**** MATERIALS PROVIDED

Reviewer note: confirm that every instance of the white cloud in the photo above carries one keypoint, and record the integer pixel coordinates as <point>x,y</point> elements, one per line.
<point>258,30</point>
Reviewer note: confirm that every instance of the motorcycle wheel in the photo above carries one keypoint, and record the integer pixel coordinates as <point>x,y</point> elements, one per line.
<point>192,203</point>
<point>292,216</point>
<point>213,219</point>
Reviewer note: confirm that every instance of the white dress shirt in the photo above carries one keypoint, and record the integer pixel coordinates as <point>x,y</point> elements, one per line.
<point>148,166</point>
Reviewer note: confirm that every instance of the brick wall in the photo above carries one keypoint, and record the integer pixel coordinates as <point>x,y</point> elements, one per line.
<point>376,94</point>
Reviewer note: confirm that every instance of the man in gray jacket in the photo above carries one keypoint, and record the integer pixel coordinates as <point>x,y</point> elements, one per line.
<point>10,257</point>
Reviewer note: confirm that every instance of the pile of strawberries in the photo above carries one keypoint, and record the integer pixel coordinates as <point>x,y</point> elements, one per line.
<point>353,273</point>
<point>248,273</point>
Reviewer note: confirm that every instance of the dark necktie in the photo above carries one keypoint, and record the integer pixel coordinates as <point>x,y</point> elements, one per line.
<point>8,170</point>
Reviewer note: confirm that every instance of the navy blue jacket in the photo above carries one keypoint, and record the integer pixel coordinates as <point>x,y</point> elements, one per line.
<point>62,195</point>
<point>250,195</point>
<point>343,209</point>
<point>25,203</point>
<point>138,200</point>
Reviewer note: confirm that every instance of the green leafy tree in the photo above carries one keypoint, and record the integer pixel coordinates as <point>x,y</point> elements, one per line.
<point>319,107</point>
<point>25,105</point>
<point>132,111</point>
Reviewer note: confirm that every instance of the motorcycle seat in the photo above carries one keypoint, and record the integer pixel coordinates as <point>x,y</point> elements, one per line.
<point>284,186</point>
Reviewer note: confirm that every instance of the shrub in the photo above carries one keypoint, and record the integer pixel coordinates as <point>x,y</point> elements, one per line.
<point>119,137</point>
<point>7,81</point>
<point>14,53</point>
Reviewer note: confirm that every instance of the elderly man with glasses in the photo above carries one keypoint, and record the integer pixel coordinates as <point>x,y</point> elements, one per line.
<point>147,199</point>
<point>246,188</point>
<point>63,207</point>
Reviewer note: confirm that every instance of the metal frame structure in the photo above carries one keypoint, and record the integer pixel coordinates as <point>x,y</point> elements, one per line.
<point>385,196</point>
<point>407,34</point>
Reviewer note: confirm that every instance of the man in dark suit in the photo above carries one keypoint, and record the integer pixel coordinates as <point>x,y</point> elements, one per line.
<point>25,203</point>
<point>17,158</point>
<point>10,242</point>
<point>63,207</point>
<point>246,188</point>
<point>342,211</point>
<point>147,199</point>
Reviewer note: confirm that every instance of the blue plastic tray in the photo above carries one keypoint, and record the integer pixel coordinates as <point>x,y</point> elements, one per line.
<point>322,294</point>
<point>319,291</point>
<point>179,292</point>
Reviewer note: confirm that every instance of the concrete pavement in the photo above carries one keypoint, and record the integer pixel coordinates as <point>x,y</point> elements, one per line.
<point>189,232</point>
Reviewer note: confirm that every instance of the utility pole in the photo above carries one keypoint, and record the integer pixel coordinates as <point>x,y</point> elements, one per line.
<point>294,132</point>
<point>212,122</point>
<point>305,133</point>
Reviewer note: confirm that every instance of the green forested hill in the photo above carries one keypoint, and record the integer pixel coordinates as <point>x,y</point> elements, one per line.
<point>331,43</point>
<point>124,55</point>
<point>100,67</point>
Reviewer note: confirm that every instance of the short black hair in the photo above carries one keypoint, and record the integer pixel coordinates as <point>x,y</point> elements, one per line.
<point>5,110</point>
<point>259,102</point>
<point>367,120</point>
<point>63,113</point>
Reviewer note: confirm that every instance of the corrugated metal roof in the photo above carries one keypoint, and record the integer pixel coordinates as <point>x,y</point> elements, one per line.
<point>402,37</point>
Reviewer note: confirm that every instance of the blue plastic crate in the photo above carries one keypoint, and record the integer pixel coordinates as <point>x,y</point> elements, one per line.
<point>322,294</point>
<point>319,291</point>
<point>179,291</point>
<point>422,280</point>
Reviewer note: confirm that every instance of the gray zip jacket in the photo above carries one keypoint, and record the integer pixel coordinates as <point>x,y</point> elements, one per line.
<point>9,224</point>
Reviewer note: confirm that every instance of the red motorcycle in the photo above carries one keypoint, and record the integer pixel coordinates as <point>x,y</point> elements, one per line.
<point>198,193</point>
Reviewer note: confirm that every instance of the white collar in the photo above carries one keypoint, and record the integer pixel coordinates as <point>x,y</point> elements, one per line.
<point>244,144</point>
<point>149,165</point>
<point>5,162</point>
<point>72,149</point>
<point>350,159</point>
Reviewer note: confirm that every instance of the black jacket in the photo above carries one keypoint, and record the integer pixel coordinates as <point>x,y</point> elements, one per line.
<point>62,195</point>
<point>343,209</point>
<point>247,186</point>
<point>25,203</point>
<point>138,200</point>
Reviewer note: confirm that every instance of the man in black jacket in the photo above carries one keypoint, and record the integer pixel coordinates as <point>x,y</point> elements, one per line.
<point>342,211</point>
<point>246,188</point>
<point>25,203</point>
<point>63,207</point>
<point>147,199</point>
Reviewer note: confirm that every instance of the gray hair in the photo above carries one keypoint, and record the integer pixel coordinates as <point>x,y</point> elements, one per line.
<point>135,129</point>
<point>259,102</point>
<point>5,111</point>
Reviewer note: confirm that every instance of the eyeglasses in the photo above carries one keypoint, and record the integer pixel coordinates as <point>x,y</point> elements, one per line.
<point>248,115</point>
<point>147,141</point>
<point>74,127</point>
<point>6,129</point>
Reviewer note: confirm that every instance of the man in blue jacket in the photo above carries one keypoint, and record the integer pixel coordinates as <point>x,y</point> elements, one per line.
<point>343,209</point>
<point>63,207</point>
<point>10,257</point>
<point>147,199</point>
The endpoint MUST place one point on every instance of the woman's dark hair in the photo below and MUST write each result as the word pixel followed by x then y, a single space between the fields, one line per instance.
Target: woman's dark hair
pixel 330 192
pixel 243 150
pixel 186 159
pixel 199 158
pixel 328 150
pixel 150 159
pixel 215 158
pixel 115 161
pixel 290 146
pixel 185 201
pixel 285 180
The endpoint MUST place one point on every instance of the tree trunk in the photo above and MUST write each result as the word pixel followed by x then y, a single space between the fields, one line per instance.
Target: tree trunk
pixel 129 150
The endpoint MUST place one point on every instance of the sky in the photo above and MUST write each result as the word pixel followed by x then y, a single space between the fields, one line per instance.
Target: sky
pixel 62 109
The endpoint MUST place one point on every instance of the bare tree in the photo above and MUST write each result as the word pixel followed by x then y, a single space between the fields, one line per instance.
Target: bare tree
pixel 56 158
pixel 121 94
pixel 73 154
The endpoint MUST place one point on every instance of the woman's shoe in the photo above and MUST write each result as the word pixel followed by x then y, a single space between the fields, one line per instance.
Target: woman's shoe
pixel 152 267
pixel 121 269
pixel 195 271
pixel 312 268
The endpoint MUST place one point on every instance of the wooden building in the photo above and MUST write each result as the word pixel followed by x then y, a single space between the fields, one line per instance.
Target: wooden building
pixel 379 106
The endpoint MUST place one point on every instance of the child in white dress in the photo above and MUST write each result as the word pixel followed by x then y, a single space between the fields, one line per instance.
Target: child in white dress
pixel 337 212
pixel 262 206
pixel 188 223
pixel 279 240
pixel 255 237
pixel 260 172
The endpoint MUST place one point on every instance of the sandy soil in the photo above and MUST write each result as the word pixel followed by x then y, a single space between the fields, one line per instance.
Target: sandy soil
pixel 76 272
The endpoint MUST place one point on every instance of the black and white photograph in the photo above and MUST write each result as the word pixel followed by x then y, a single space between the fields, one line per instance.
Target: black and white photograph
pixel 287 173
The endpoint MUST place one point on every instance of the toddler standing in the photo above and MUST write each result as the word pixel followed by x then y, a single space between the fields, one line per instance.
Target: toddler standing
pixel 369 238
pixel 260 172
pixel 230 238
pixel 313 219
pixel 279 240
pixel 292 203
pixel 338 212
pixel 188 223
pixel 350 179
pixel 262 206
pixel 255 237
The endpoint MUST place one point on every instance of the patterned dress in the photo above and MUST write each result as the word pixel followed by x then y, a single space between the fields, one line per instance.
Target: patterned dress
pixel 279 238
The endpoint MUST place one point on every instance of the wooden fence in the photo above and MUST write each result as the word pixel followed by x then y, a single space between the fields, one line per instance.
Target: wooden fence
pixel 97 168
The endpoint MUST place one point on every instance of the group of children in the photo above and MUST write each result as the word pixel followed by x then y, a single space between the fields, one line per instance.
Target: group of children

********

| YOUR ASSIGNMENT |
Starting from the records above, filter out all lines except those containing the word "children".

| THE ANSWER |
The endpoint MUST place one point on every instance of the group of children in the photo above and MUST write each result as the word pixel followed by x then y, a single space between the fields, one line per instance.
Target: group of children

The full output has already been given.